▶ **Action item**
Extract all lines from the data beneath that include the word "control".

*** Opening Exercise data ***

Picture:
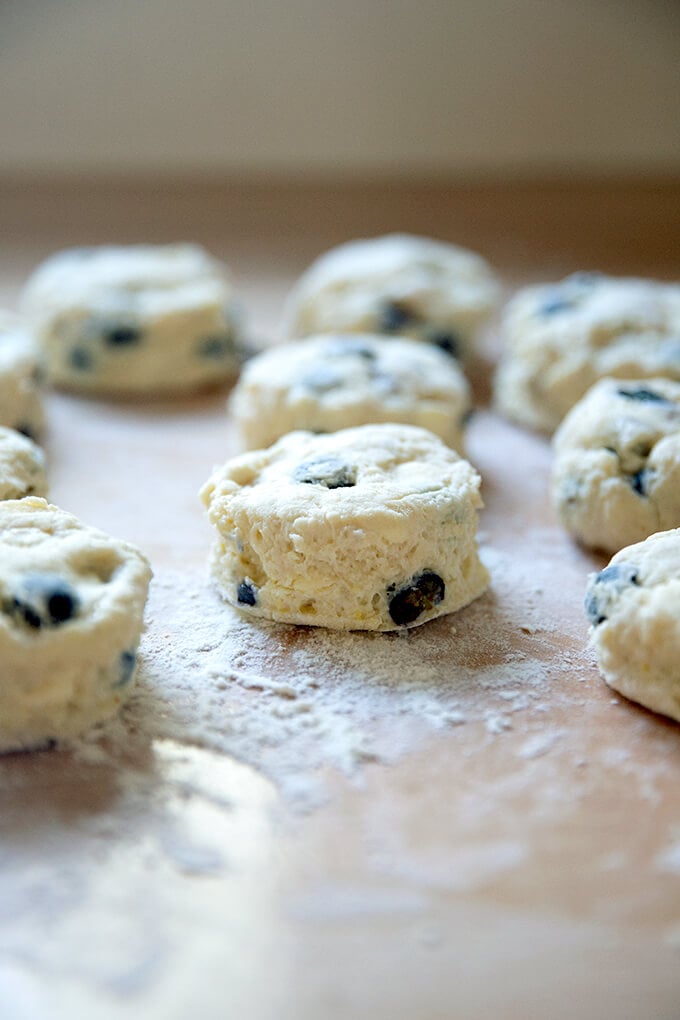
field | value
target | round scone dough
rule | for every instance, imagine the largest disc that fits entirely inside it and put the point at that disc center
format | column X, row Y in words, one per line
column 336, row 381
column 367, row 528
column 634, row 608
column 21, row 466
column 20, row 397
column 616, row 472
column 398, row 284
column 133, row 319
column 71, row 604
column 562, row 338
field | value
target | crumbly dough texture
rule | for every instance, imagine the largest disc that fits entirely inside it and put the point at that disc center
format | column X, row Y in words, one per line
column 21, row 466
column 368, row 528
column 634, row 608
column 20, row 397
column 400, row 285
column 341, row 380
column 135, row 318
column 71, row 604
column 562, row 338
column 616, row 472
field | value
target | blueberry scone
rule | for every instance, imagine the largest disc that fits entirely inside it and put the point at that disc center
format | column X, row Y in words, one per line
column 335, row 381
column 634, row 608
column 20, row 397
column 396, row 285
column 71, row 604
column 134, row 319
column 21, row 466
column 616, row 472
column 562, row 338
column 367, row 528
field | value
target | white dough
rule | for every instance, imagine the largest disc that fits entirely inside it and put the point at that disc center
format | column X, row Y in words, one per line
column 134, row 319
column 336, row 381
column 562, row 338
column 71, row 603
column 634, row 608
column 20, row 398
column 21, row 466
column 397, row 284
column 368, row 528
column 616, row 473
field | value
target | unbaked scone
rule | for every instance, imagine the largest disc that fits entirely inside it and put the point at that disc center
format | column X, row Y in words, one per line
column 20, row 397
column 337, row 381
column 133, row 319
column 367, row 528
column 562, row 338
column 616, row 472
column 398, row 284
column 71, row 604
column 634, row 608
column 21, row 466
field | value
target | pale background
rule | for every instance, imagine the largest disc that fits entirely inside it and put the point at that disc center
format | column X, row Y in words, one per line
column 346, row 87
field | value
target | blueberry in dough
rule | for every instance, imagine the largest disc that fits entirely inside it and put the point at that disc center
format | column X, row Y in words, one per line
column 643, row 395
column 44, row 600
column 606, row 587
column 422, row 593
column 396, row 315
column 246, row 594
column 326, row 471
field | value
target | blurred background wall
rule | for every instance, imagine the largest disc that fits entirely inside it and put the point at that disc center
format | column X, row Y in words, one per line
column 346, row 87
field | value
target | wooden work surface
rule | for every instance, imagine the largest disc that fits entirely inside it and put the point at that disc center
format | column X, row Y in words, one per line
column 463, row 822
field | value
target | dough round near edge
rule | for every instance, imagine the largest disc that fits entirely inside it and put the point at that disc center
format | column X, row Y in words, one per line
column 397, row 284
column 367, row 528
column 336, row 381
column 120, row 320
column 562, row 338
column 634, row 608
column 71, row 605
column 616, row 469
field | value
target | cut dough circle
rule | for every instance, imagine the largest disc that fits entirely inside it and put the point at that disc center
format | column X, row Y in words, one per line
column 369, row 528
column 398, row 284
column 634, row 608
column 341, row 380
column 134, row 319
column 562, row 338
column 71, row 604
column 616, row 472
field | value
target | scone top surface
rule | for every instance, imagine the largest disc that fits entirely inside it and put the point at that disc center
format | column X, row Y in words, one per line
column 633, row 606
column 134, row 318
column 562, row 338
column 331, row 529
column 71, row 603
column 337, row 380
column 397, row 284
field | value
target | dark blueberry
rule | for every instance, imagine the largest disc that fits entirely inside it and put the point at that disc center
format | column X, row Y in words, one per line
column 643, row 395
column 605, row 588
column 81, row 359
column 122, row 336
column 446, row 341
column 637, row 481
column 246, row 595
column 327, row 471
column 27, row 430
column 321, row 378
column 396, row 315
column 44, row 600
column 555, row 305
column 126, row 664
column 421, row 594
column 215, row 348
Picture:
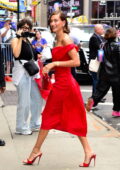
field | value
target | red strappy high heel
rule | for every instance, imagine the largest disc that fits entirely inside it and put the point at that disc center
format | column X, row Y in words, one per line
column 87, row 165
column 28, row 162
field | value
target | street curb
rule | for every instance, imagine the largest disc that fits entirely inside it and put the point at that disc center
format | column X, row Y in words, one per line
column 116, row 132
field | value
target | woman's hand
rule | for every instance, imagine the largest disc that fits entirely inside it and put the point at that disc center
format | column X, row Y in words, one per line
column 47, row 68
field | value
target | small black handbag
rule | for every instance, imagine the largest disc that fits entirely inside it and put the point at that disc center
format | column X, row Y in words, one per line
column 30, row 66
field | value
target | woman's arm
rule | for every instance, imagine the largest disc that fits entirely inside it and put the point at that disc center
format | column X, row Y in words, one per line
column 73, row 62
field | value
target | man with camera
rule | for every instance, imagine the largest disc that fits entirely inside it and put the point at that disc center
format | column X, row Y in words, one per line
column 29, row 97
column 7, row 34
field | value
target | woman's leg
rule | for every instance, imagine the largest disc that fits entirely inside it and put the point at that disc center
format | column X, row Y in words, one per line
column 37, row 147
column 87, row 149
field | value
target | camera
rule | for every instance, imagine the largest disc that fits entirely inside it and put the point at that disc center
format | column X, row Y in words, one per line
column 28, row 34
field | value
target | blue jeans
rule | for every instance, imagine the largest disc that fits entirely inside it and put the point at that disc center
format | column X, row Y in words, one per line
column 29, row 99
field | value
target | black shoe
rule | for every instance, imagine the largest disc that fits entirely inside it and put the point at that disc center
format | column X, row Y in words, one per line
column 2, row 142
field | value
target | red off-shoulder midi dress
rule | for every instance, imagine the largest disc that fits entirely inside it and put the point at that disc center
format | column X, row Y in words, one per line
column 64, row 108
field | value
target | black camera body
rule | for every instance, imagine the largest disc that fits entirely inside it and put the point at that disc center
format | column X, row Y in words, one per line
column 28, row 34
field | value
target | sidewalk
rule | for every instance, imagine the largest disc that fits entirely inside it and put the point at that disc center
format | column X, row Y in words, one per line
column 61, row 151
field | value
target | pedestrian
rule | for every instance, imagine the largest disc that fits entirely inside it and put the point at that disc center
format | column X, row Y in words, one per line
column 2, row 83
column 29, row 98
column 7, row 33
column 109, row 73
column 64, row 109
column 94, row 45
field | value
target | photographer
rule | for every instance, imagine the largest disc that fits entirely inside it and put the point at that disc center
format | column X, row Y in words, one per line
column 29, row 97
column 7, row 33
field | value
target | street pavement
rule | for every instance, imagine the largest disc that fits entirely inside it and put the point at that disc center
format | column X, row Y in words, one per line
column 61, row 151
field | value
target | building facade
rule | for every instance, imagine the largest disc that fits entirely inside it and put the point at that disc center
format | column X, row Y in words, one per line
column 105, row 11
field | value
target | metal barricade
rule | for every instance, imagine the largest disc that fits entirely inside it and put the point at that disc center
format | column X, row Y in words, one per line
column 8, row 57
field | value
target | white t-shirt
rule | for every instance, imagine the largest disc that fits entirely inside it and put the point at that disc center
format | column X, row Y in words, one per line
column 9, row 33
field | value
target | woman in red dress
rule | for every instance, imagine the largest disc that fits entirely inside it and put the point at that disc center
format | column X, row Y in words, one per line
column 64, row 109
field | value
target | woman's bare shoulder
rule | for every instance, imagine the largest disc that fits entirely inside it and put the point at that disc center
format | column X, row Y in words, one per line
column 66, row 40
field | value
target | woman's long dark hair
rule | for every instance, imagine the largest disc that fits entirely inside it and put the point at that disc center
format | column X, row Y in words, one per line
column 63, row 18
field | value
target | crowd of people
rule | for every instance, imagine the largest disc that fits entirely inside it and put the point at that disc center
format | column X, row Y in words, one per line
column 60, row 112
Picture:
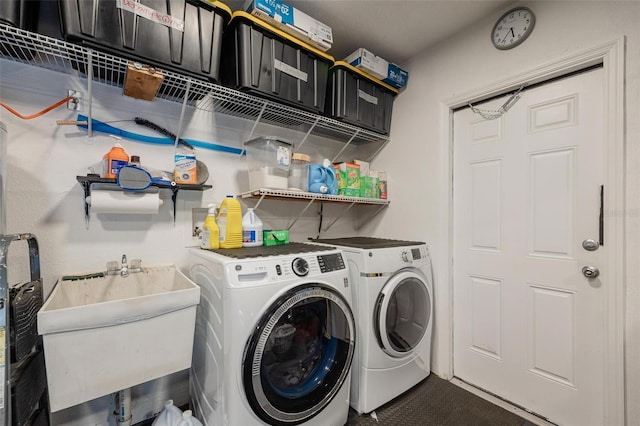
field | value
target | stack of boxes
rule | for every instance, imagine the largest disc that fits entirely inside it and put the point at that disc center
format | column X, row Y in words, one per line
column 269, row 49
column 355, row 179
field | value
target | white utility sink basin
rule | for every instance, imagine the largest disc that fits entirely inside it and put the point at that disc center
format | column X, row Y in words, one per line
column 109, row 333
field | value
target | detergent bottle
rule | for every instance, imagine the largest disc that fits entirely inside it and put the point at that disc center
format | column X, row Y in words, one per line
column 169, row 416
column 230, row 223
column 251, row 229
column 210, row 230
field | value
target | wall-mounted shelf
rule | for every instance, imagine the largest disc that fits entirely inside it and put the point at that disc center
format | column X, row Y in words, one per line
column 50, row 53
column 280, row 194
column 87, row 181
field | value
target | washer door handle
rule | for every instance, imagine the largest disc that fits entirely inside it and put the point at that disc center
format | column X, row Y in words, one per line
column 590, row 271
column 590, row 244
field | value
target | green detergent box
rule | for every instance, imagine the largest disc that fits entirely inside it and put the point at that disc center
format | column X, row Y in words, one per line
column 275, row 237
column 348, row 177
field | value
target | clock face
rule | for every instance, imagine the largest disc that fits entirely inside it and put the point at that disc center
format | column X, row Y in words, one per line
column 513, row 28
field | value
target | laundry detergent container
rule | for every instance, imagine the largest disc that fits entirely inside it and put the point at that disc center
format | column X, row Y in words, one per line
column 267, row 62
column 269, row 160
column 183, row 36
column 358, row 98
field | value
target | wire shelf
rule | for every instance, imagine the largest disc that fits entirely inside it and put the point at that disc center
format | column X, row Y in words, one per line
column 309, row 196
column 57, row 55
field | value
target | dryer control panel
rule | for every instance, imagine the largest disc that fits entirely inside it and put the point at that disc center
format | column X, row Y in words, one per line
column 330, row 262
column 414, row 254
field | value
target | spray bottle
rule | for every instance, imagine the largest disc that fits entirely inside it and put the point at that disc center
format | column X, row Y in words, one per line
column 210, row 230
column 251, row 229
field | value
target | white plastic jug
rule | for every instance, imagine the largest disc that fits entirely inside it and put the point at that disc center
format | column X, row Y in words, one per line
column 251, row 229
column 188, row 419
column 169, row 416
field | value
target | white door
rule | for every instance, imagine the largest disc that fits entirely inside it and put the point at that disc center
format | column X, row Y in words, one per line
column 528, row 324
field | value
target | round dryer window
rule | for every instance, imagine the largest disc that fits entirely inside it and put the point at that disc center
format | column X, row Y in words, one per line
column 299, row 355
column 402, row 313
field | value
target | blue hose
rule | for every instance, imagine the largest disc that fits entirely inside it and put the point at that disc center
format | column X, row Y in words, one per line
column 99, row 126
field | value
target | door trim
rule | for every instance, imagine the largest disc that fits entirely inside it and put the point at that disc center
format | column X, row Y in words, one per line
column 611, row 55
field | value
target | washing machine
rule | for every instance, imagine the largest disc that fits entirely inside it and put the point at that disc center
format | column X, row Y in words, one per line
column 393, row 303
column 275, row 336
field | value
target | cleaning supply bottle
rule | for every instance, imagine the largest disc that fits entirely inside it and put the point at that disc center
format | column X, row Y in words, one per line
column 188, row 419
column 169, row 416
column 210, row 230
column 230, row 223
column 251, row 229
column 113, row 160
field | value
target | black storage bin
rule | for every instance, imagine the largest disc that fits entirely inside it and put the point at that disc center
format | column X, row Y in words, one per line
column 357, row 98
column 184, row 36
column 261, row 59
column 21, row 14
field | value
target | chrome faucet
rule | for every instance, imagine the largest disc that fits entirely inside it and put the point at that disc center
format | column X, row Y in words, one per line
column 124, row 270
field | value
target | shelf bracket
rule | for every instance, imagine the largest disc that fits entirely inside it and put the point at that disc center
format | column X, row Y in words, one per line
column 375, row 154
column 345, row 146
column 373, row 215
column 86, row 185
column 174, row 196
column 89, row 94
column 260, row 201
column 301, row 213
column 313, row 126
column 184, row 107
column 339, row 216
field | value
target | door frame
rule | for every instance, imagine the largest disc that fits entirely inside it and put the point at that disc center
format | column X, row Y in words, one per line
column 611, row 56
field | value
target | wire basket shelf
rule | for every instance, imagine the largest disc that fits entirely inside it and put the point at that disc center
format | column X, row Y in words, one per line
column 61, row 56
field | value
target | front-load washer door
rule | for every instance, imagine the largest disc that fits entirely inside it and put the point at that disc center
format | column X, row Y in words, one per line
column 402, row 313
column 299, row 354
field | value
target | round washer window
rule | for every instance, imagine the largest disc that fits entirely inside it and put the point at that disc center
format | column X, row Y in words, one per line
column 300, row 355
column 402, row 315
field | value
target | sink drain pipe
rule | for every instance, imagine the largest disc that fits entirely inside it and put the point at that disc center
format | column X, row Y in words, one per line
column 123, row 407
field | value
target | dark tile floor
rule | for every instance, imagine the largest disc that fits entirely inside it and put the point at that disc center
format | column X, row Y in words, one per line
column 437, row 402
column 432, row 402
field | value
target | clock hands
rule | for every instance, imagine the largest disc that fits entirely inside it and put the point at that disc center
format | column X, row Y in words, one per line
column 507, row 34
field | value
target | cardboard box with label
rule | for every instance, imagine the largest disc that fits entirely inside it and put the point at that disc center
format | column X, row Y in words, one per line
column 378, row 67
column 293, row 22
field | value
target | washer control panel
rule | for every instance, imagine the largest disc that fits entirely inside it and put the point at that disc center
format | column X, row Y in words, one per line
column 300, row 267
column 331, row 262
column 414, row 254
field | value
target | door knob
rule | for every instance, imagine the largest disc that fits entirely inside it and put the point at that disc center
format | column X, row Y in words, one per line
column 590, row 271
column 590, row 245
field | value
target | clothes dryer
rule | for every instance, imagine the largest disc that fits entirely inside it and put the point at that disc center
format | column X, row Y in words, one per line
column 393, row 304
column 274, row 338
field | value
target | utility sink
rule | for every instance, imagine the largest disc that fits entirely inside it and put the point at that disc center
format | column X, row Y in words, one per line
column 108, row 333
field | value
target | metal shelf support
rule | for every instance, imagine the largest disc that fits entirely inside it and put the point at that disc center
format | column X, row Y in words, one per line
column 339, row 216
column 301, row 213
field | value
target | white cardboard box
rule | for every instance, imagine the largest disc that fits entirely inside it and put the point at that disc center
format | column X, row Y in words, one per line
column 293, row 22
column 378, row 67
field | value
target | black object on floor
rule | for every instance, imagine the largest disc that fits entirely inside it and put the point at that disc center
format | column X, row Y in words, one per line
column 435, row 401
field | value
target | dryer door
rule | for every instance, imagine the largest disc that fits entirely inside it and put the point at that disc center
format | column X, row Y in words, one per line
column 402, row 313
column 299, row 355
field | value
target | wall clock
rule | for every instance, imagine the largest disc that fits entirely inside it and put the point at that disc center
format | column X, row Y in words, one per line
column 513, row 28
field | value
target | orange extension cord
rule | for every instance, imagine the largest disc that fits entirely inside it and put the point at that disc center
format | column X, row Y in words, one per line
column 37, row 114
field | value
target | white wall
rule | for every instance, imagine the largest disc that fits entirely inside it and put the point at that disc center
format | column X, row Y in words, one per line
column 469, row 62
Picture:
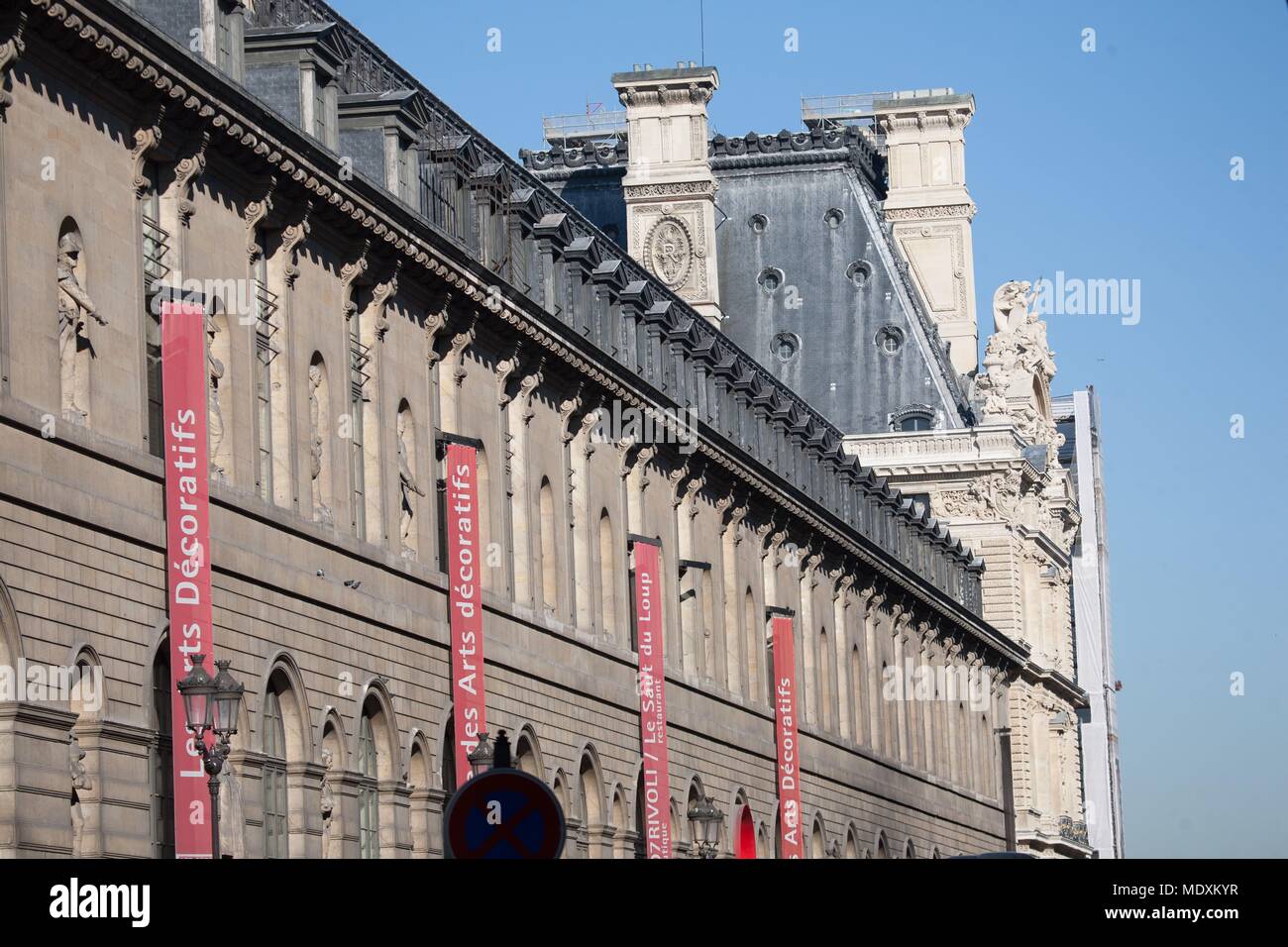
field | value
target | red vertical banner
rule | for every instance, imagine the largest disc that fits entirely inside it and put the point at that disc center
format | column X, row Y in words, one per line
column 651, row 684
column 787, row 736
column 465, row 602
column 187, row 515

*** Closing Exercise data ***

▶ **Written response**
target | dryer control panel
target | washer control panel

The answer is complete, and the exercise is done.